--- BEGIN ---

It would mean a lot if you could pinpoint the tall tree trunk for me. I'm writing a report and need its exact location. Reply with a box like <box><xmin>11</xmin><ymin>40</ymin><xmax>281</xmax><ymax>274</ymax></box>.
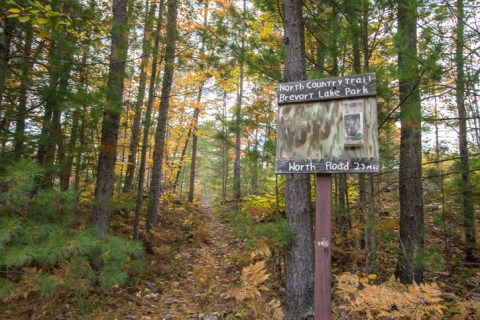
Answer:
<box><xmin>188</xmin><ymin>81</ymin><xmax>204</xmax><ymax>203</ymax></box>
<box><xmin>146</xmin><ymin>0</ymin><xmax>177</xmax><ymax>246</ymax></box>
<box><xmin>455</xmin><ymin>0</ymin><xmax>477</xmax><ymax>262</ymax></box>
<box><xmin>0</xmin><ymin>16</ymin><xmax>14</xmax><ymax>124</ymax></box>
<box><xmin>172</xmin><ymin>126</ymin><xmax>195</xmax><ymax>192</ymax></box>
<box><xmin>133</xmin><ymin>0</ymin><xmax>164</xmax><ymax>240</ymax></box>
<box><xmin>233</xmin><ymin>0</ymin><xmax>247</xmax><ymax>199</ymax></box>
<box><xmin>123</xmin><ymin>0</ymin><xmax>156</xmax><ymax>192</ymax></box>
<box><xmin>222</xmin><ymin>90</ymin><xmax>229</xmax><ymax>203</ymax></box>
<box><xmin>92</xmin><ymin>0</ymin><xmax>128</xmax><ymax>237</ymax></box>
<box><xmin>396</xmin><ymin>0</ymin><xmax>424</xmax><ymax>283</ymax></box>
<box><xmin>282</xmin><ymin>0</ymin><xmax>314</xmax><ymax>319</ymax></box>
<box><xmin>13</xmin><ymin>24</ymin><xmax>33</xmax><ymax>160</ymax></box>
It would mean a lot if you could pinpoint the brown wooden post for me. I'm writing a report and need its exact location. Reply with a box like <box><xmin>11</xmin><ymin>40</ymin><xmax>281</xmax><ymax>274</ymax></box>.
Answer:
<box><xmin>314</xmin><ymin>174</ymin><xmax>332</xmax><ymax>320</ymax></box>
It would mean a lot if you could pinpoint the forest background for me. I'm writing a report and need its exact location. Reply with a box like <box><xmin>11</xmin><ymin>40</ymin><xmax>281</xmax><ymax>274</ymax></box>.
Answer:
<box><xmin>0</xmin><ymin>0</ymin><xmax>480</xmax><ymax>319</ymax></box>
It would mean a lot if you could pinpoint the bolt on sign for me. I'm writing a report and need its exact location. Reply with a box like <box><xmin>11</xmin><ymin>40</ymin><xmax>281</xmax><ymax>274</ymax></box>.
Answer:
<box><xmin>275</xmin><ymin>74</ymin><xmax>380</xmax><ymax>173</ymax></box>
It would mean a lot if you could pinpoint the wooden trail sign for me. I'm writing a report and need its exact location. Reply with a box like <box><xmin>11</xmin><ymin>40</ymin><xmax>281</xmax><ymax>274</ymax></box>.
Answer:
<box><xmin>275</xmin><ymin>74</ymin><xmax>380</xmax><ymax>320</ymax></box>
<box><xmin>275</xmin><ymin>74</ymin><xmax>380</xmax><ymax>173</ymax></box>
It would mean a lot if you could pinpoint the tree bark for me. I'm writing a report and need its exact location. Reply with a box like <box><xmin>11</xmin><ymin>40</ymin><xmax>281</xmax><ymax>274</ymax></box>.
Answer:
<box><xmin>146</xmin><ymin>0</ymin><xmax>177</xmax><ymax>246</ymax></box>
<box><xmin>92</xmin><ymin>0</ymin><xmax>128</xmax><ymax>237</ymax></box>
<box><xmin>282</xmin><ymin>0</ymin><xmax>314</xmax><ymax>319</ymax></box>
<box><xmin>0</xmin><ymin>17</ymin><xmax>14</xmax><ymax>123</ymax></box>
<box><xmin>455</xmin><ymin>0</ymin><xmax>477</xmax><ymax>262</ymax></box>
<box><xmin>133</xmin><ymin>0</ymin><xmax>164</xmax><ymax>240</ymax></box>
<box><xmin>13</xmin><ymin>24</ymin><xmax>33</xmax><ymax>161</ymax></box>
<box><xmin>123</xmin><ymin>0</ymin><xmax>156</xmax><ymax>192</ymax></box>
<box><xmin>396</xmin><ymin>0</ymin><xmax>424</xmax><ymax>283</ymax></box>
<box><xmin>188</xmin><ymin>81</ymin><xmax>203</xmax><ymax>203</ymax></box>
<box><xmin>233</xmin><ymin>0</ymin><xmax>247</xmax><ymax>199</ymax></box>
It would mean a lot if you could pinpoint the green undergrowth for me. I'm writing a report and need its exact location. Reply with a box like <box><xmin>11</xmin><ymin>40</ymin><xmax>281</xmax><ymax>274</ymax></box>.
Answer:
<box><xmin>0</xmin><ymin>161</ymin><xmax>144</xmax><ymax>301</ymax></box>
<box><xmin>221</xmin><ymin>200</ymin><xmax>293</xmax><ymax>249</ymax></box>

--- END ---

[STATED TASK]
Rewrite all of the rows above as a numbered list, omitting blank lines. Leave the picture out of your answer.

[RESULT FOR THIS EXERCISE]
1. It would mean a lot if you could pinpoint the tall tree trunk for me. I'm writing a report and need its exact location. Reply with a box like <box><xmin>11</xmin><ymin>40</ymin><xmax>281</xmax><ymax>274</ymax></box>.
2. Answer:
3. <box><xmin>188</xmin><ymin>81</ymin><xmax>204</xmax><ymax>203</ymax></box>
4. <box><xmin>146</xmin><ymin>0</ymin><xmax>177</xmax><ymax>246</ymax></box>
5. <box><xmin>455</xmin><ymin>0</ymin><xmax>477</xmax><ymax>262</ymax></box>
6. <box><xmin>0</xmin><ymin>16</ymin><xmax>14</xmax><ymax>124</ymax></box>
7. <box><xmin>172</xmin><ymin>126</ymin><xmax>195</xmax><ymax>192</ymax></box>
8. <box><xmin>133</xmin><ymin>0</ymin><xmax>164</xmax><ymax>240</ymax></box>
9. <box><xmin>233</xmin><ymin>0</ymin><xmax>247</xmax><ymax>199</ymax></box>
10. <box><xmin>123</xmin><ymin>0</ymin><xmax>156</xmax><ymax>192</ymax></box>
11. <box><xmin>222</xmin><ymin>90</ymin><xmax>229</xmax><ymax>203</ymax></box>
12. <box><xmin>92</xmin><ymin>0</ymin><xmax>128</xmax><ymax>237</ymax></box>
13. <box><xmin>396</xmin><ymin>0</ymin><xmax>424</xmax><ymax>283</ymax></box>
14. <box><xmin>282</xmin><ymin>0</ymin><xmax>314</xmax><ymax>319</ymax></box>
15. <box><xmin>13</xmin><ymin>24</ymin><xmax>33</xmax><ymax>160</ymax></box>
16. It would mean a lot if you could pinpoint the brown wooden post for me. I'm writing a report and need its exact location. Reply with a box like <box><xmin>11</xmin><ymin>40</ymin><xmax>281</xmax><ymax>274</ymax></box>.
17. Answer:
18. <box><xmin>314</xmin><ymin>174</ymin><xmax>332</xmax><ymax>320</ymax></box>
19. It would mean a lot if you could pinpoint the forest background for me. I'm writing a report and need its exact location. Reply with a box like <box><xmin>11</xmin><ymin>40</ymin><xmax>281</xmax><ymax>274</ymax></box>.
20. Answer:
21. <box><xmin>0</xmin><ymin>0</ymin><xmax>480</xmax><ymax>319</ymax></box>
22. It would mean a lot if you could pinpoint the bolt on sign for me. I'm writing a report and need its exact location. Reply with a box like <box><xmin>11</xmin><ymin>40</ymin><xmax>281</xmax><ymax>274</ymax></box>.
23. Answer:
24. <box><xmin>275</xmin><ymin>74</ymin><xmax>380</xmax><ymax>173</ymax></box>
25. It would mean a lot if you could pinpoint the wooden trail sign for me. I'm writing a report and need its exact location. Reply with a box like <box><xmin>11</xmin><ymin>40</ymin><xmax>281</xmax><ymax>274</ymax></box>.
26. Answer:
27. <box><xmin>275</xmin><ymin>74</ymin><xmax>380</xmax><ymax>320</ymax></box>
28. <box><xmin>275</xmin><ymin>74</ymin><xmax>380</xmax><ymax>173</ymax></box>
29. It would mean a lot if you could pinpoint the tree bark for me. I'm writing a report and need its exact location. Reply with a box like <box><xmin>11</xmin><ymin>40</ymin><xmax>281</xmax><ymax>274</ymax></box>.
30. Answer:
31. <box><xmin>146</xmin><ymin>0</ymin><xmax>177</xmax><ymax>246</ymax></box>
32. <box><xmin>92</xmin><ymin>0</ymin><xmax>128</xmax><ymax>237</ymax></box>
33. <box><xmin>282</xmin><ymin>0</ymin><xmax>314</xmax><ymax>319</ymax></box>
34. <box><xmin>0</xmin><ymin>17</ymin><xmax>14</xmax><ymax>123</ymax></box>
35. <box><xmin>455</xmin><ymin>0</ymin><xmax>477</xmax><ymax>262</ymax></box>
36. <box><xmin>133</xmin><ymin>0</ymin><xmax>164</xmax><ymax>240</ymax></box>
37. <box><xmin>13</xmin><ymin>24</ymin><xmax>33</xmax><ymax>161</ymax></box>
38. <box><xmin>123</xmin><ymin>0</ymin><xmax>156</xmax><ymax>192</ymax></box>
39. <box><xmin>396</xmin><ymin>0</ymin><xmax>424</xmax><ymax>283</ymax></box>
40. <box><xmin>188</xmin><ymin>81</ymin><xmax>203</xmax><ymax>203</ymax></box>
41. <box><xmin>233</xmin><ymin>0</ymin><xmax>247</xmax><ymax>199</ymax></box>
42. It would mean a lot if you could pinpoint the green undergrowth for me. I'm writing a report and need its exact location. Reply with a box like <box><xmin>11</xmin><ymin>40</ymin><xmax>281</xmax><ymax>274</ymax></box>.
43. Answer:
44. <box><xmin>0</xmin><ymin>161</ymin><xmax>144</xmax><ymax>301</ymax></box>
45. <box><xmin>221</xmin><ymin>200</ymin><xmax>293</xmax><ymax>249</ymax></box>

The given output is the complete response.